--- Exercise ---
Below are some records. Return exactly the lines from the one with "Locate the quail eye" to the one with "Locate the quail leg", and nothing else.
[Opening Provided information section]
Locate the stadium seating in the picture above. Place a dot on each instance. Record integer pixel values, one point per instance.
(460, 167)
[Closing Provided information section]
[Opening Provided information section]
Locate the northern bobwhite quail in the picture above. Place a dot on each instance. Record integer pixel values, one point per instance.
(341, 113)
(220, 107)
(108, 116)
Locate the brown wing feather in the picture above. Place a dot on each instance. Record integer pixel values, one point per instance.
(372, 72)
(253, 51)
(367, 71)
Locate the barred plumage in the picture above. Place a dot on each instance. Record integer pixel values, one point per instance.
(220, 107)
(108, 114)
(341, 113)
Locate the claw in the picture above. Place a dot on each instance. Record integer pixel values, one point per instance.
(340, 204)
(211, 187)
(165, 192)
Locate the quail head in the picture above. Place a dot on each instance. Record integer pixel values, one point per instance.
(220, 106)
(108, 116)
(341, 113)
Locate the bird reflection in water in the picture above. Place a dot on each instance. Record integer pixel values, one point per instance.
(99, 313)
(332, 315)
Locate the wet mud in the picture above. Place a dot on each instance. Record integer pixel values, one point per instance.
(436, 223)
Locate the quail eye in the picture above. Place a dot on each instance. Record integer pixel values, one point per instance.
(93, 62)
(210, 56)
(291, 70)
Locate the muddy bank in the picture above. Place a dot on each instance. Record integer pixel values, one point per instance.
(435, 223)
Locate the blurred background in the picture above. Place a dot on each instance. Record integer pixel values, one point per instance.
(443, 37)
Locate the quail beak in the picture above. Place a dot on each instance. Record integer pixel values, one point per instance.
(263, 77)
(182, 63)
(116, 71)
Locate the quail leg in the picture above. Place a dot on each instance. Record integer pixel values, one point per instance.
[Closing Provided information section]
--- Answer to the exercise ---
Locate the quail eye in the picture above. Place a dot on each instance. Record integer pixel values, one point per instance.
(93, 62)
(210, 56)
(291, 70)
Locate the muddy bank in the picture above. Place a dot on each instance. Record integer pixel values, one point per instance.
(435, 223)
Locate the blurred background in the picture above. Place a dot on each instance. Record integer pixel values, one point per instance.
(443, 37)
Locate the quail beak in the picture above. Place a dot on each instance. Record integer pixel values, one point per instance.
(263, 77)
(182, 63)
(116, 71)
Locate the quail leg in the picture above. Place a dot on each instance. Record integer pixel values, one point per instance.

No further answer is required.